→ SOURCE PASSAGE
## begin
If I only had a brain.
K-
Yesterday my younger son commented that I haven't been blogging as much as I used to. He's absolutely correct. Summertime outdoor chores, work, several family events, and a general paucity of blog-worthy material has reduced the frequency of my blog entries.
But I feel bad for D-. "I like reading your blog," he said. "Especially when it's about me."
So here goes... a blog entry just for D-:
Hey, bosco, you've been sleeping mighty late in the morning since you got out of school last week. You need to get your ass out of bed and do something. You're not spending all summer lying in bed, playing video games, and accomplishing nothing. You've got trumpet to practice, you can go for a run, and you need to get packed for camp. If you can't find a little more motivation to do something constructive, I can provide you with lots of chores around the house that will give you that great satisfied feeling of accomplishment.
Do you think he'll like it?
K-
I've got to get serious with my planning. You see, starting this Sunday I will be Scoutmaster for a week at our Boy Scout Troop's summer camp venture to Broad Creek Memorial Scout Reservation. I'll be gone for a week returning on July 3. I've got so many things to do before going: make patrol lists, get troop gear, call drivers, pack my stuff, and pray.
This will be the third time I've been summer camp Scoutmaster and I've been assistant Scoutmaster three times more. Most of the time things go OK. Making this year extra-fun is that more than half the scouts going with me are first-year scouts. As in "just finished 5th-grade, probably never been away from home, have no idea where anything is" first-year scouts.
First-year scouts are the only Scouts that get homesick. I had 3 or 4 succumb to homesickness a few years ago. What an effort that can be. Homesick kids walk around crying and moping, everything becomes an issue, all they can think and talk about is going home. If they could turn all that energy being miserable into energy being happy, they would have an incredible time. As Scoutmaster my job is to make sure they stay at camp the whole week. Homesick kids need to learn that they can survive a week away from Mom and Dad (or their dog or their Nintendo or their air conditioning). And as cruel as it sounds, I have no intention of sending a first-year scout home no matter how homesick. I work hard to keep them busy, keep them fed, keep them dry, keep them having fun, and never, ever let them get near a phone while they're in camp.
Then there are the first-year scout parents. They're so cute. So many questions, so many concerns.
- "Will they be able to get a shower?" (Yes, but most new scouts frequently eschew that amenity. That's why we encourage swimming merit badge for first year scouts.)
- "What about bathrooms?" (We have them! The Scouts call them latrines; you may call them outhouses. As an added bonus, we'll give your son a chance to clean them, probably twice.)
- "Ticks?" (We have them, too. Lots of them. Make sure your son knows what they are and let an adult know if he finds one.)
## end
→ SUPPLIED RECORDS
## begin
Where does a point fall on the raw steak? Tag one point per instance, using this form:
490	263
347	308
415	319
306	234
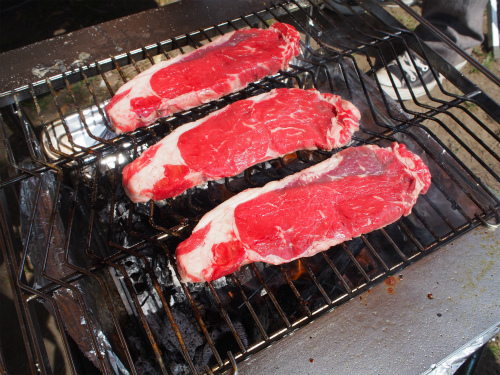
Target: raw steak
356	191
226	65
238	136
## end
→ GIVEN INSTRUCTION 1
Please give the records above again with "raw steak" swapped for "grilled chicken" everywhere and nothing else altered, leaving out the pictures.
→ GIVEN INSTRUCTION 2
Carry on the blog passage about Scout summer camp from the point where it ends.

→ EXPECTED OUTPUT 1
Where does a point fall on the grilled chicken? Tag one point per instance, using this form:
490	263
347	308
415	319
306	234
Target: grilled chicken
356	191
226	65
238	136

→ EXPECTED OUTPUT 2
- A common liberal soccer-mom question: "Are there rifles there?" (Absolutely! It's one of the most fun things we do. And your son will be taught how to shoot safely.)
- "Can he call home?" (Nope. Send care packages, emails, and letters but you can't call him and please don't ask him to call you.)
- "Can you make sure he's wearing clean clothes?" (You've gotta be kidding me.)
We tell the parents to pack socks, a T-shirt, and underwear in ziplock bags, one bag for each day the boy is in camp. That way the boy has clean clothes everyday. One time a first-year mother thanked me for washing her son's clothes and putting them back in the bags.
K-
Today is Father's Day. To celebrate my kids decided that they would sleep in till 9:30 AM. This way my expectation of their paternal adulation would be allowed to build and mature. So much more special than having them down in the kitchen slaving over a hot stove preparing me coffee and breakfast for when I come down first thing in the morning.
But it was worth the wait. I got some kitchen gadgets I was hinting around about and a great box of chocolates.
Who knows what the day will bring? The weather in Maryland today couldn't be more beautiful.
Perfect weather for sitting on the deck with a book.
K-
Quote heard by the Beckett Haus gardner early this morning as the proprietor was preparing for an outdoor get-together later in the afternoon...
"The cicadas are gone but now the Japanese beetles are here. If it's not one damn bug it's another."
K-
Last night was A-'s Eagle Scout Court of Honor. It was really a joint Court of Honor. Another scout who has been with A- in scouting since first grade received his Eagle, too.
I wrote the script based on various and sundry pieces of things I found on the web. Only two SNAFUs: I forgot to bring the troop's American flag to the ceremony hall and we were forced to say the Pledge of Allegience saluting a flag on a scout's shirt and A- kind of muffed his recitation of the Scout Oath. He was mortified but surprisingly most scouts seem to get the Oath wrong at their Eagle Court of Honor. Everything else went OK.
K-
D- just called me here at work. He was chanting...
"Last day of school... It's the last day of school..."
"Last day of school... It's the last day of school..."
"There's no more school... There's no more school..."
"Last day of school... It's the last day of school..."
He seemed happy.
K-
As I have for the last four years, I'm going to Boy Scout summer camp this year. Our troop spends two weeks during the summer at two different summer camps. The Scoutmaster likes one camp, I like the other. So I'm always summer camp Scoutmaster at Broad Creek.
But because I'm over 40, the Boy Scouts require me to have an annual physical. Under 40 you only need one every 3 years. This means I've got to visit my doctor each year. Now to satisfy the Boy Scout form, all my doctor has to do is listen to my chest, palpate a little, look in a few orifices in my head, and he's done.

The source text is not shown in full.